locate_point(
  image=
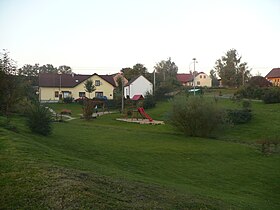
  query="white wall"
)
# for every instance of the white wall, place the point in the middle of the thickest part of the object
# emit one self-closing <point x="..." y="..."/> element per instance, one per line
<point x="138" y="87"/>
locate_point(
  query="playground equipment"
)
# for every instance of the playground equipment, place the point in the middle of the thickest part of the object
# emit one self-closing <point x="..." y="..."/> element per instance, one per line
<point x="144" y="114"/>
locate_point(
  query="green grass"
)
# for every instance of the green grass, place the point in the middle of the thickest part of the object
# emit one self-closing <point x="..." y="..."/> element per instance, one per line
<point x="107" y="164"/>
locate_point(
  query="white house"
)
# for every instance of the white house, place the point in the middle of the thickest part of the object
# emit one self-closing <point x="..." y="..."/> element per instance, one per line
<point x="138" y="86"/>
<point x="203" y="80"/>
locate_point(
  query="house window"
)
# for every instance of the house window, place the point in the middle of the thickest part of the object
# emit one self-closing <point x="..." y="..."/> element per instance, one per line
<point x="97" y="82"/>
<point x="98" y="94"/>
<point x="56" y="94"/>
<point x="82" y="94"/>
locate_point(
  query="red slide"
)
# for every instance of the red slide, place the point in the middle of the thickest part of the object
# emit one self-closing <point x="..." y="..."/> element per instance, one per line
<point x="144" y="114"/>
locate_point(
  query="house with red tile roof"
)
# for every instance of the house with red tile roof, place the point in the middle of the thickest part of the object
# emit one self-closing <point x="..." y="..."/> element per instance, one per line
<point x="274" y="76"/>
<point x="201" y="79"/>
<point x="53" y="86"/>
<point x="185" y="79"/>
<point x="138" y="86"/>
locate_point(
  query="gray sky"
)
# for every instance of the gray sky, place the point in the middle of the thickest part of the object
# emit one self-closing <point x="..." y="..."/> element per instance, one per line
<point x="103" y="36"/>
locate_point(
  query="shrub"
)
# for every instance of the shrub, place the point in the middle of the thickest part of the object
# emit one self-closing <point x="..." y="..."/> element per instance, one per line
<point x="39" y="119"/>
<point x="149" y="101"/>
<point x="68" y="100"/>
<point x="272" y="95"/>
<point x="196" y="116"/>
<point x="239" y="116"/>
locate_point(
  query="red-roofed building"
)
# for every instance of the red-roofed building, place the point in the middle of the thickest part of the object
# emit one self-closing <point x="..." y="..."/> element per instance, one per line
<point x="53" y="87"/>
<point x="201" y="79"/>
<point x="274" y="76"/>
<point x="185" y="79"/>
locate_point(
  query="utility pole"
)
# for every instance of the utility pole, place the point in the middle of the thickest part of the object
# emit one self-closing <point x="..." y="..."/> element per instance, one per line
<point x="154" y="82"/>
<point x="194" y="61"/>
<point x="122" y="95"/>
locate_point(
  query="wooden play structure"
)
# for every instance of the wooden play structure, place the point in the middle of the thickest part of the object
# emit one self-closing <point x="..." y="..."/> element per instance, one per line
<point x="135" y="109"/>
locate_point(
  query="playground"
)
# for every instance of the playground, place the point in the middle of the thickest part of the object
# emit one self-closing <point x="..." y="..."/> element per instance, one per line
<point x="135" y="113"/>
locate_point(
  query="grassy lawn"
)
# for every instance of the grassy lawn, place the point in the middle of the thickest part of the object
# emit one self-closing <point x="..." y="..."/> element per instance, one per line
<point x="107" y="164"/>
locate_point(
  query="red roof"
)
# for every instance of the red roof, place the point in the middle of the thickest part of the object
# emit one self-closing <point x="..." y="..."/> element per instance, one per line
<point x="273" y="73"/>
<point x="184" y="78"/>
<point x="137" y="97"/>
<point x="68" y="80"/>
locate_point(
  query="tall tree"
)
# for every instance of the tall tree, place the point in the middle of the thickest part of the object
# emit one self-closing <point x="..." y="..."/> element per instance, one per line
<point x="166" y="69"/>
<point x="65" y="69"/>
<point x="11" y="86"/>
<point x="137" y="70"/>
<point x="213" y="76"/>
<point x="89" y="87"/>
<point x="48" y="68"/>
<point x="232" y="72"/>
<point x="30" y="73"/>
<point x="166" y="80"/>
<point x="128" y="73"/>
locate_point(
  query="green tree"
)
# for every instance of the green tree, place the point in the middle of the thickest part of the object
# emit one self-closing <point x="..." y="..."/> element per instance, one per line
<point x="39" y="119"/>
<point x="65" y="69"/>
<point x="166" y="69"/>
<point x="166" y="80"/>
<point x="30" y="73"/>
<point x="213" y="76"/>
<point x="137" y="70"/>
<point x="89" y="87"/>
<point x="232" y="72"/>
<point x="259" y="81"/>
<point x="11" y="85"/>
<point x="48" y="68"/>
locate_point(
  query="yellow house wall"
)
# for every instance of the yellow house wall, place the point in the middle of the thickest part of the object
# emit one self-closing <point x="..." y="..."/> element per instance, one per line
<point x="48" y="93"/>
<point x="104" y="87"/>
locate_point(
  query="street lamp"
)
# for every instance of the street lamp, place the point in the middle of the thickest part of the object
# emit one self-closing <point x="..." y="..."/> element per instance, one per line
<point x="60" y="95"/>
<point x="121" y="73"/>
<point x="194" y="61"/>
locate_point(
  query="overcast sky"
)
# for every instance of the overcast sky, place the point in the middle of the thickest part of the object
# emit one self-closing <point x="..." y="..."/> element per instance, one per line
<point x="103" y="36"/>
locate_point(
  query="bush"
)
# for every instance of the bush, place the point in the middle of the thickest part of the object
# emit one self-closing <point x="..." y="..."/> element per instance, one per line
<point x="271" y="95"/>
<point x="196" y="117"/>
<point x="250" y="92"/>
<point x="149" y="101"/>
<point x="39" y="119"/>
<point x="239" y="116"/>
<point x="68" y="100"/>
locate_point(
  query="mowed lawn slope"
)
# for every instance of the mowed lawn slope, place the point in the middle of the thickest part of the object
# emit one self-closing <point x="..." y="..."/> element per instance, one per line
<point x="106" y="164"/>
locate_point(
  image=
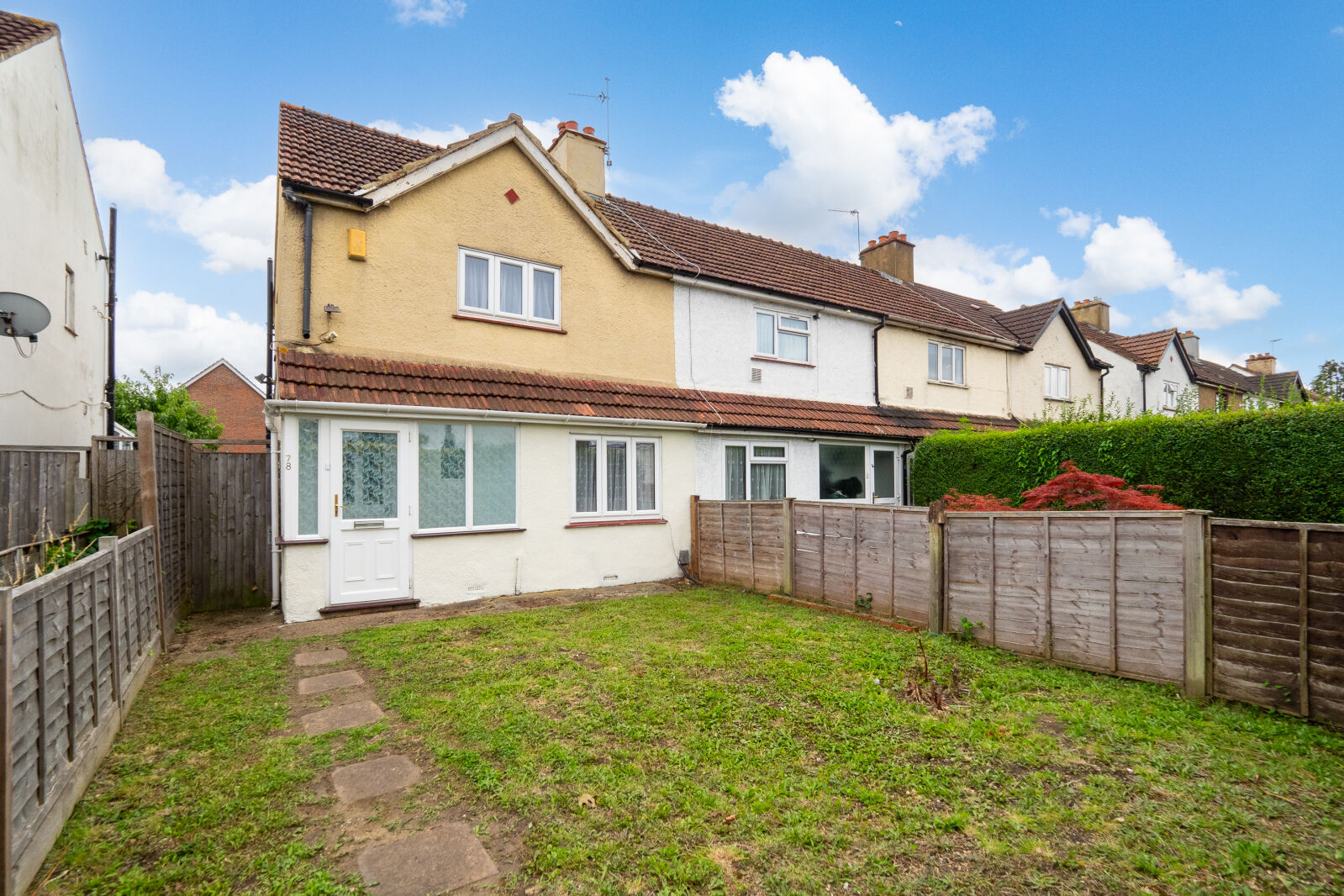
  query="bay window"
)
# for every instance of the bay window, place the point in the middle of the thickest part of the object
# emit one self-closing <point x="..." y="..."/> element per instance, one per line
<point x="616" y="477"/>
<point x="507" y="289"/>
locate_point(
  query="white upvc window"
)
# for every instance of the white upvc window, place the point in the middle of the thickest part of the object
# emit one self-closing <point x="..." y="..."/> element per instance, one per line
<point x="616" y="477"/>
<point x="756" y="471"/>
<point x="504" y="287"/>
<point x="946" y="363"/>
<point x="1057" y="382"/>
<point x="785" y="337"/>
▬▬▬▬▬▬▬▬▬▬
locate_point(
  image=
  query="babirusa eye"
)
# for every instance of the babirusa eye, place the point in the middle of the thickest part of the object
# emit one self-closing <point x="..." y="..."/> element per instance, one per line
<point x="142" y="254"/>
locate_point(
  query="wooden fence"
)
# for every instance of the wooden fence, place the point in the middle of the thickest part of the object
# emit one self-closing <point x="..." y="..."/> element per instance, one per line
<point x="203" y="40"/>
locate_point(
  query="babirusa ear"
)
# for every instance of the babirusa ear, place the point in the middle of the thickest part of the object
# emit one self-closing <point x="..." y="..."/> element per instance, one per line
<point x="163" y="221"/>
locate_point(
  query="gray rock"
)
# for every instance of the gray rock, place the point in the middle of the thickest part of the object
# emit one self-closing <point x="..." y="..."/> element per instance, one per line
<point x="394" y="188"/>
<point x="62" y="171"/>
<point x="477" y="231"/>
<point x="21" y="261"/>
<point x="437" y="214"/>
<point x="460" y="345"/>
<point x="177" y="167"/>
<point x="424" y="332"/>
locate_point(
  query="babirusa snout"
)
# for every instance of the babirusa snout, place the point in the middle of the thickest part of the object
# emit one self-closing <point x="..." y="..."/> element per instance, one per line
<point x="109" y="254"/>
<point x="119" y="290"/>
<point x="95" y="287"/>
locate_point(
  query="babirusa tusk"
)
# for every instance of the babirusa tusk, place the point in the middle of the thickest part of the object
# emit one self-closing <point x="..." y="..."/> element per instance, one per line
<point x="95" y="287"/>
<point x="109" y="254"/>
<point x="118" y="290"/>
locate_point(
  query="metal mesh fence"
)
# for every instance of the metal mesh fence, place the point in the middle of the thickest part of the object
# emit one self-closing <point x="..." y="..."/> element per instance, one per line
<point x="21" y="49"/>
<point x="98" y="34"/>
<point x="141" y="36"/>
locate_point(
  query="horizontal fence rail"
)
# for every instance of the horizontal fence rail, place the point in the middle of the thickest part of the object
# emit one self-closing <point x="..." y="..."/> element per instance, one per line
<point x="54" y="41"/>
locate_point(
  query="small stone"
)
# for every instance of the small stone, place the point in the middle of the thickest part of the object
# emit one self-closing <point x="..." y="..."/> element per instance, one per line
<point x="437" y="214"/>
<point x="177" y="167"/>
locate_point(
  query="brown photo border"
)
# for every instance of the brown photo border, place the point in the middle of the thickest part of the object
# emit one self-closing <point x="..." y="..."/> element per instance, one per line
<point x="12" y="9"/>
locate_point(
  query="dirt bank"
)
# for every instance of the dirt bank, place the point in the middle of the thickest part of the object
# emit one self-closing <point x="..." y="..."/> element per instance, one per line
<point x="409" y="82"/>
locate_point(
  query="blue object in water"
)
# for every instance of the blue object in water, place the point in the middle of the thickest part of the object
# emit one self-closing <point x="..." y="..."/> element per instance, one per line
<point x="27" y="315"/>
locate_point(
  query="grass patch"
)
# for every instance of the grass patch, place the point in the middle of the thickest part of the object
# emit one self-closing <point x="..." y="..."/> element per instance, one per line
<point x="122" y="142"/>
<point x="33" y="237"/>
▬▬▬▬▬▬▬▬▬▬
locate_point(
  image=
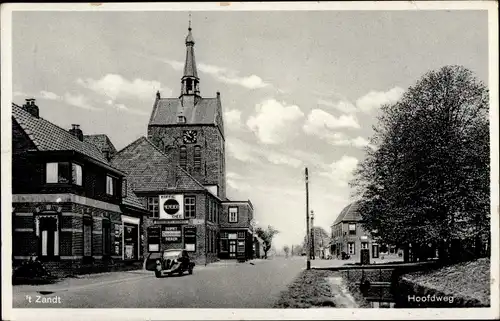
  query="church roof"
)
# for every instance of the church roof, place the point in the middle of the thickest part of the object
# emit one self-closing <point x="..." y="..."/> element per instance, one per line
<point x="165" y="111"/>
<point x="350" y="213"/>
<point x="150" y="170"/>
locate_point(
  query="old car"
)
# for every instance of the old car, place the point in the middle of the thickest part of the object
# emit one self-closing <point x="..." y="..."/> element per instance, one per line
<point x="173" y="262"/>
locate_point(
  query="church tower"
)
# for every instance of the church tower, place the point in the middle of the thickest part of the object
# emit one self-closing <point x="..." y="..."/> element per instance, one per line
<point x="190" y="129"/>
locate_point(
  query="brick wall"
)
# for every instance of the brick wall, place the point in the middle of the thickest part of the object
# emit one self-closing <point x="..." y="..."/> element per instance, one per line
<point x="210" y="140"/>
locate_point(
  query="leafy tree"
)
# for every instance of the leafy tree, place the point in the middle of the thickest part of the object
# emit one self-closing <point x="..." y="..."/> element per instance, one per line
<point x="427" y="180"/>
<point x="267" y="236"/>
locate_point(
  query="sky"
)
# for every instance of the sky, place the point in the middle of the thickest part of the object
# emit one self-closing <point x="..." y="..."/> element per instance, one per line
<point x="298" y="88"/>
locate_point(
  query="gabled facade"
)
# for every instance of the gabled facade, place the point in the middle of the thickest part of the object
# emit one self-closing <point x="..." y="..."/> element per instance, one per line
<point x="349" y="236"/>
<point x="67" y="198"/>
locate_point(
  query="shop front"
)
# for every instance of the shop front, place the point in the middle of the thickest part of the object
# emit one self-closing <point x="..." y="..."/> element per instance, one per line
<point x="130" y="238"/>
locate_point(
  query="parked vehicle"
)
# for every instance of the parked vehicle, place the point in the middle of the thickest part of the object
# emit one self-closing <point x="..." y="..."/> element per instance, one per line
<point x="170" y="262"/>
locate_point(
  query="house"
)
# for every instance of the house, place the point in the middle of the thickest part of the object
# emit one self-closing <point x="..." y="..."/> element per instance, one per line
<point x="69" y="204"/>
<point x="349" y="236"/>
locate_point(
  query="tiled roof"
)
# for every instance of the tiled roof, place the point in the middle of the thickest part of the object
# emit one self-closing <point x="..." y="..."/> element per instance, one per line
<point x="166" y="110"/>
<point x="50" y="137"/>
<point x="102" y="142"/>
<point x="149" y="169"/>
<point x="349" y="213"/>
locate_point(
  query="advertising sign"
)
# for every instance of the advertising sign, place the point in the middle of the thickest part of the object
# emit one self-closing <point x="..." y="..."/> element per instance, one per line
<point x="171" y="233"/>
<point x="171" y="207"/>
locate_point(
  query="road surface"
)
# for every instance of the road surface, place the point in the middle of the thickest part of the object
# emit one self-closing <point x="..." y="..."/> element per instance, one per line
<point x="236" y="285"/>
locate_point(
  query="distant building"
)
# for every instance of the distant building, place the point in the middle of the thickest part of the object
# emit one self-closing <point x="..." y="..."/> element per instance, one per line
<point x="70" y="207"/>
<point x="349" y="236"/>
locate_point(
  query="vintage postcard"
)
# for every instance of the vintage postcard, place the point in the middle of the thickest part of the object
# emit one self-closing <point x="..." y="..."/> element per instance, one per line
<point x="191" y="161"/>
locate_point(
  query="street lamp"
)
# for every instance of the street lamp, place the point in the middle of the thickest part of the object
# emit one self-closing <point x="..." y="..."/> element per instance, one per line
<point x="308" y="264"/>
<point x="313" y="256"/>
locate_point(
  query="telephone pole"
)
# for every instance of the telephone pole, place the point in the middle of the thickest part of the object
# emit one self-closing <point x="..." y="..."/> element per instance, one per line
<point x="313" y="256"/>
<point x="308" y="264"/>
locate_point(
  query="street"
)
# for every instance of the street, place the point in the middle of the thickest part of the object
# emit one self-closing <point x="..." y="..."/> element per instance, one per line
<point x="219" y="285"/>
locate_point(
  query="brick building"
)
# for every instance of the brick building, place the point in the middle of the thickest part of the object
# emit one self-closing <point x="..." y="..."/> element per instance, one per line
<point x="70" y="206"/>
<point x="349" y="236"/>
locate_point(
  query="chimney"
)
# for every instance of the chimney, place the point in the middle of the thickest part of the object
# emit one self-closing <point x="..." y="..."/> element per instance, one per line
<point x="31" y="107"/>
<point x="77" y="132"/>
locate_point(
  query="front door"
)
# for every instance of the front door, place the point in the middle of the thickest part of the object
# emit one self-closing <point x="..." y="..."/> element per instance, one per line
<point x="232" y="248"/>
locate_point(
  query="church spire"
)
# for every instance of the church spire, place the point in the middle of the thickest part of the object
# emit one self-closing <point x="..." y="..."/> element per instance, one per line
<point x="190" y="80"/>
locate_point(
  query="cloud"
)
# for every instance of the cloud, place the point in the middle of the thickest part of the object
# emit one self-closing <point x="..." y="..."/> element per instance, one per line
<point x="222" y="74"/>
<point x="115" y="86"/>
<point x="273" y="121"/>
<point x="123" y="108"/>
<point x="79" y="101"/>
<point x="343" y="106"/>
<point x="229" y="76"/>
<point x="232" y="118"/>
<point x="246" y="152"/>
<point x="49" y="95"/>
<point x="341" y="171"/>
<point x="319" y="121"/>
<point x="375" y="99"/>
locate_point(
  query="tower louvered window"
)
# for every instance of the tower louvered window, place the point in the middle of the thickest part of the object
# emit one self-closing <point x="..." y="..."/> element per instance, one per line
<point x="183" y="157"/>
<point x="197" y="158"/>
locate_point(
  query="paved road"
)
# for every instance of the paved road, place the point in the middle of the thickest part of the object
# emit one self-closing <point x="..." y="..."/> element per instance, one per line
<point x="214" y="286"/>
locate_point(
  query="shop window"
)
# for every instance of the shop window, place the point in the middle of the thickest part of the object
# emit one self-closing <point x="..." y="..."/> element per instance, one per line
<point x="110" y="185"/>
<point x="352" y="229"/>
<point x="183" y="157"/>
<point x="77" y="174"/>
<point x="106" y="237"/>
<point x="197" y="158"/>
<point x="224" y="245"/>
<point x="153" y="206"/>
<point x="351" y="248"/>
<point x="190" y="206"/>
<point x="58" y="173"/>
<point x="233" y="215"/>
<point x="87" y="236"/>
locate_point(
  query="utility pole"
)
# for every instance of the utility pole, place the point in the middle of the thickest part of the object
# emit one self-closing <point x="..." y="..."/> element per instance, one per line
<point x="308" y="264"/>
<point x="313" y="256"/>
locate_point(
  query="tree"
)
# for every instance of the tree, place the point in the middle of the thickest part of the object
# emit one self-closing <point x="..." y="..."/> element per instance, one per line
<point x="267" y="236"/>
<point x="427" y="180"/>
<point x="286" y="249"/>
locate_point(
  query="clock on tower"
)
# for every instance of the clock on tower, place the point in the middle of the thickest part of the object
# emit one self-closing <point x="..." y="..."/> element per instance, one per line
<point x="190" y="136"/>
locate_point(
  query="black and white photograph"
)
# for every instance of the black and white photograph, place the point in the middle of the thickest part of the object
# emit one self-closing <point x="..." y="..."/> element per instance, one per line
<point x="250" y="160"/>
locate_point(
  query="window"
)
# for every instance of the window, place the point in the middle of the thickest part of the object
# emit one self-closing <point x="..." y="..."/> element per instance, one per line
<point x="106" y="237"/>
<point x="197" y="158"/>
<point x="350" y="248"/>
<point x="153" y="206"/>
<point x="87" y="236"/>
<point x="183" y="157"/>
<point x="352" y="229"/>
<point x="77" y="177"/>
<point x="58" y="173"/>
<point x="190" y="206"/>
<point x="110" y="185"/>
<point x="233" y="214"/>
▬▬▬▬▬▬▬▬▬▬
*TASK DIRECTIONS*: Locate each line above that contains the word "water" and copy those lines in their original order.

*RESULT OF THIS EXERCISE*:
  query="blue object in water"
# for every instance of the blue object in water, place the point in the middle of the thickest part of the object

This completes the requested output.